> Text excerpt:
Start of Block

The ceremony for Murray and Purcell’s graduating class was held over Zoom, capping a year that taught them some unforgettable lessons.
“All of this taught me that trials produce perseverance, perseverance produces strength, and strength produces character,” said Purcell. “Overall, I am proud that I am a stronger, more kind, and more thankful woman than I was before.”
Murray, who lives in Playa del Rey, will be attending Thomas Aquinas College this fall, while Purcell, from Los Angeles, will be a part of the Torrey Honors Institute at Biola University.
Cathedral High School, Los Angeles
Jason Argueta, headed to the University of Pittsburgh at Greensburg on a soccer scholarship, scored the final goal in a 4-1 win over Loyola High School to clinch his school’s CIF Southern California Division I soccer regional title.
With a 4.0 overall GPA and ranked eighth in his senior class of about 125 students, the 18-year-old South Gate resident recalled his biggest obstacle in balancing his AP classes with athletics. A lesson came when he was not able to play soccer as a junior because of an ankle injury.

End of Block

> Extracted records:
Start of Block

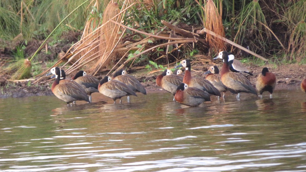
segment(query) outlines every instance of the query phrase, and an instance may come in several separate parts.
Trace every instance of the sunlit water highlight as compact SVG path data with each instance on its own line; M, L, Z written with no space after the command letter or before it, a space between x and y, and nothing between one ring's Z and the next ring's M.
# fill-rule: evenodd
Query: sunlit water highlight
M169 93L0 99L0 171L306 171L306 95L230 94L196 107Z

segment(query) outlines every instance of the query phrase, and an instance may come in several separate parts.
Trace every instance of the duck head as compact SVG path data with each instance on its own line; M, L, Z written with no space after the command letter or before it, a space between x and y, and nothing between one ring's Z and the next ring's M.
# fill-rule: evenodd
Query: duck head
M180 67L184 67L187 70L189 69L191 69L191 65L190 61L188 59L185 59L181 61L181 64L175 66L174 68L177 68Z
M188 85L187 84L185 84L184 83L181 83L177 87L177 91L178 90L181 90L182 91L184 91L185 90L187 90L188 89L189 87L188 86Z

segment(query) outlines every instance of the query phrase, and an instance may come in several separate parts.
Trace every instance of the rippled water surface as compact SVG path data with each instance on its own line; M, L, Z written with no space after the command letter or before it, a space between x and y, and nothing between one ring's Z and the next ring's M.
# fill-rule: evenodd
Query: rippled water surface
M196 107L139 95L114 104L95 93L72 107L55 96L0 99L0 171L306 171L300 90Z

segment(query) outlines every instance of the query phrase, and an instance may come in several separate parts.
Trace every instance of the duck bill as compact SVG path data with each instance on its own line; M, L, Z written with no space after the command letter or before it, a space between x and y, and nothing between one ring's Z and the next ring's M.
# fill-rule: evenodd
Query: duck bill
M217 57L215 57L215 58L214 58L214 60L217 60L217 59L218 59L218 58L220 58L218 56L217 56Z
M205 74L208 74L208 73L211 73L211 72L210 71L210 70L207 70L206 72L204 73L204 75Z
M51 75L52 74L52 73L51 73L51 72L50 72L50 73L47 73L47 74L46 74L46 76L49 76L49 75Z

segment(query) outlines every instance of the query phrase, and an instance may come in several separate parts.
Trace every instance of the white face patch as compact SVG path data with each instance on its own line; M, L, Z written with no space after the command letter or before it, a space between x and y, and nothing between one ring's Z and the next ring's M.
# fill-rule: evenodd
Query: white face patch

End of Block

> Tasks to complete:
**A.** According to the graduation text, which college will Murray attend this fall?
**B.** Print the graduation text from "Murray, who lives" up to and including "soccer regional title.".
**C.** Write what comes next in the graduation text, picking up after its last sentence.
The records can be left aside.

> Solved problems:
**A.** Thomas Aquinas College.

**B.**
Murray, who lives in Playa del Rey, will be attending Thomas Aquinas College this fall, while Purcell, from Los Angeles, will be a part of the Torrey Honors Institute at Biola University.
Cathedral High School, Los Angeles
Jason Argueta, headed to the University of Pittsburgh at Greensburg on a soccer scholarship, scored the final goal in a 4-1 win over Loyola High School to clinch his school’s CIF Southern California Division I soccer regional title.

**C.**
“It was hard for me to be able to have that motivation to keep up with my school work because, for me, soccer is a way of life, an escape from reality,” he said. “I kept doing the best in telling myself how once I began playing everything would be good again and so I used that and tried again. Soon my grades began to rise up and came out great.”
Argueta said he had a special appreciation for David Galaz, the school’s science department chair who taught his chemistry class.
“He identified himself as not being a teacher. It was kind of odd at first, but looking back I finally understand why he says this,” Jason explained. “He tries to be a knowledgeable friend, giving advice. The one thing he said that stuck with me was: ‘Be a better man than your father.’ This impacted me because I never had the opportunity to grow up with my father. I am blessed to have a strong mother who raised me to be who I am today.
“Being able to strengthen my relationship with God also helped me become a better man and a better athlete. I felt like Cathedral has helped accomplish this because of all of the guidance from our teacher in religion classes and outside advice.”
St. John Bosco High School, Bellflower
Ryan Jones, an active participant in his school’s theater program, will continue his education at Brown University, having already studied on the Ivy League campus in Providence, Rhode Island, as part of his high school’s Biomedical Pathway program with four other classmates. Ryan also found value as a recipient of the COPE Health Scholars internship program.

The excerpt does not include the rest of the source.